Aufgabe und Anforderungen: Ziehe aus den Datensätzen jede Zeile heraus, in der die Zeichenfolge „black“ vorkommt, und gib diese Zeilen unverändert wieder.

Zu verarbeitende Daten:
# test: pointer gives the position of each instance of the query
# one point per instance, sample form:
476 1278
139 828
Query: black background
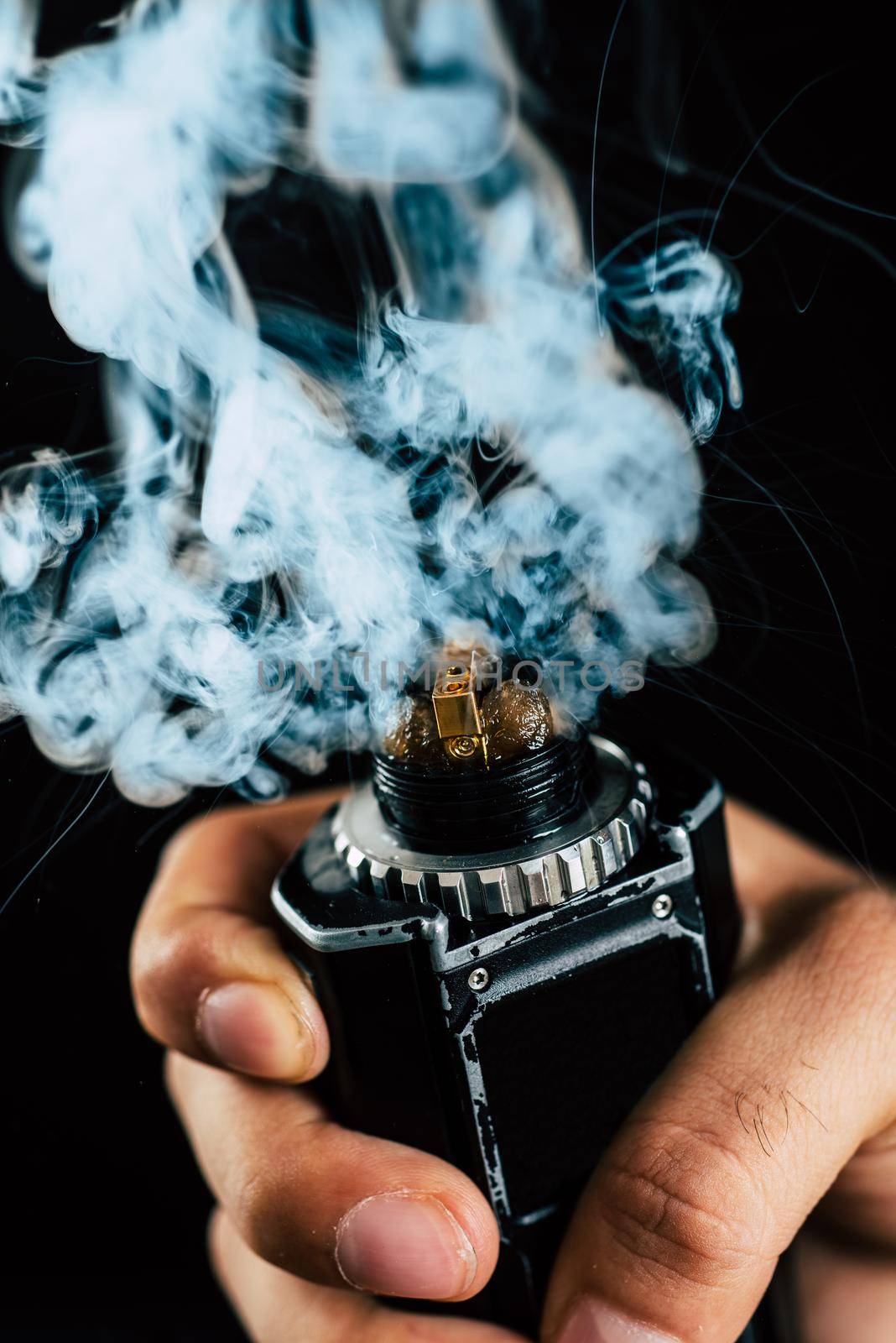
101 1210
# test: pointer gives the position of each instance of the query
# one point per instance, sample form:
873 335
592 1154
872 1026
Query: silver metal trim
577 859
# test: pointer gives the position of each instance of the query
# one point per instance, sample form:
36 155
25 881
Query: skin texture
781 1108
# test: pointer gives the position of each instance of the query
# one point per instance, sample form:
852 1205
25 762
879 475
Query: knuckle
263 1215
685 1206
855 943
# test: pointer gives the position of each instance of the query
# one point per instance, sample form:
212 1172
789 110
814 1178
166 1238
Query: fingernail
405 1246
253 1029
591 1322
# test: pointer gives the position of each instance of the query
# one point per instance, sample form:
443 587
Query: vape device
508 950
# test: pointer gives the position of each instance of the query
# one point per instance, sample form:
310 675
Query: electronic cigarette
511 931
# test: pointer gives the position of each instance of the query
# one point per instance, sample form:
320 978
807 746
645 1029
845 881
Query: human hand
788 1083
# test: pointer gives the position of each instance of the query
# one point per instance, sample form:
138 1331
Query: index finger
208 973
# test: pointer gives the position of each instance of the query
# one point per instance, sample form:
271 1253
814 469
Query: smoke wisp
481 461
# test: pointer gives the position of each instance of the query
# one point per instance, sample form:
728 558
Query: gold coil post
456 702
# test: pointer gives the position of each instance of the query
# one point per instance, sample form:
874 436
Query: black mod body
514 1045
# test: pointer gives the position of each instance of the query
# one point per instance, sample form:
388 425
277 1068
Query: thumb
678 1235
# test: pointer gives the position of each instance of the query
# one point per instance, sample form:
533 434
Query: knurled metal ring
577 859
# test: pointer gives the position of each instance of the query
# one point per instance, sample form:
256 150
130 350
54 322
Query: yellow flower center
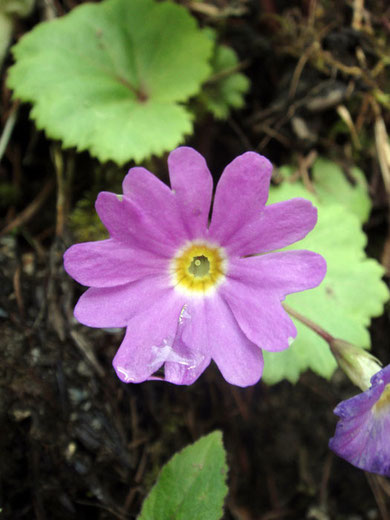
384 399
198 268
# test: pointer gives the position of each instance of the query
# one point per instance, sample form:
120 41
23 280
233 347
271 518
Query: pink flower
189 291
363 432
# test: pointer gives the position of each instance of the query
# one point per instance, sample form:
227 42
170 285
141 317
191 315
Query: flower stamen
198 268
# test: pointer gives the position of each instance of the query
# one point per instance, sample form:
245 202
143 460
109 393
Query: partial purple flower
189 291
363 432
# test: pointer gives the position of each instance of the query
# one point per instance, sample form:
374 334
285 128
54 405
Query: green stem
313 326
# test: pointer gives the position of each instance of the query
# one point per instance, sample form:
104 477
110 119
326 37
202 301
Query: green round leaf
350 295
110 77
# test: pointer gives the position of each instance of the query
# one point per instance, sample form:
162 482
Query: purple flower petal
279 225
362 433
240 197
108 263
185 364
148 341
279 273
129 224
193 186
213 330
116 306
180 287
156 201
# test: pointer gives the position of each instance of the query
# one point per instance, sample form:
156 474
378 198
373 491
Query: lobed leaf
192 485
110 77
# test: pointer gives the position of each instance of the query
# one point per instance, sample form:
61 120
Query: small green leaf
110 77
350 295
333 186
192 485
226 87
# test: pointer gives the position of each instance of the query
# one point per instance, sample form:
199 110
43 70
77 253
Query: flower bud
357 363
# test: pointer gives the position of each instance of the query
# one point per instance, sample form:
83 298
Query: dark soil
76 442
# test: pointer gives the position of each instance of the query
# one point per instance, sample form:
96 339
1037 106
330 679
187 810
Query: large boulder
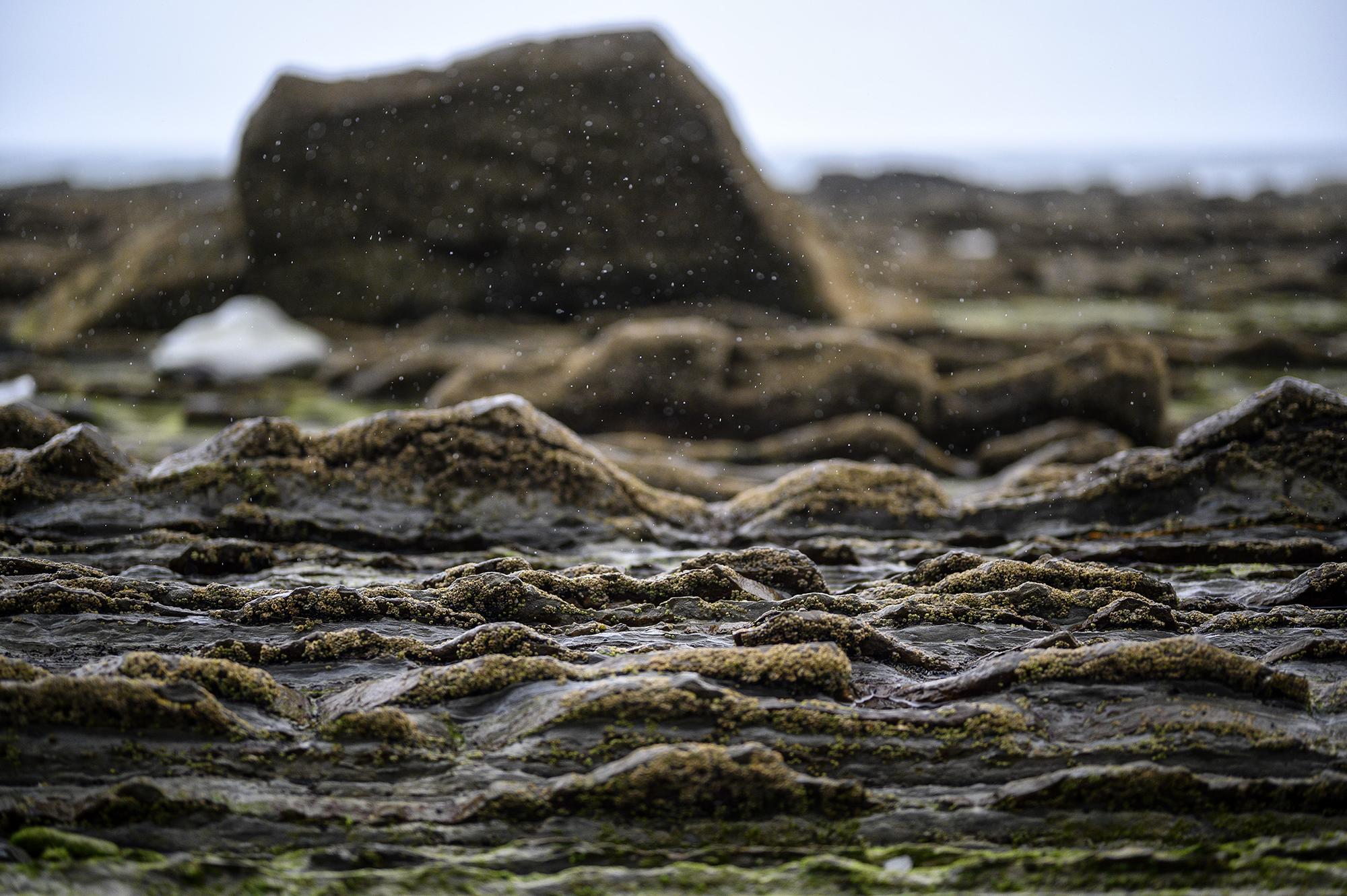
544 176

Schriftliche Antwort:
Query: black background
Query: black mod body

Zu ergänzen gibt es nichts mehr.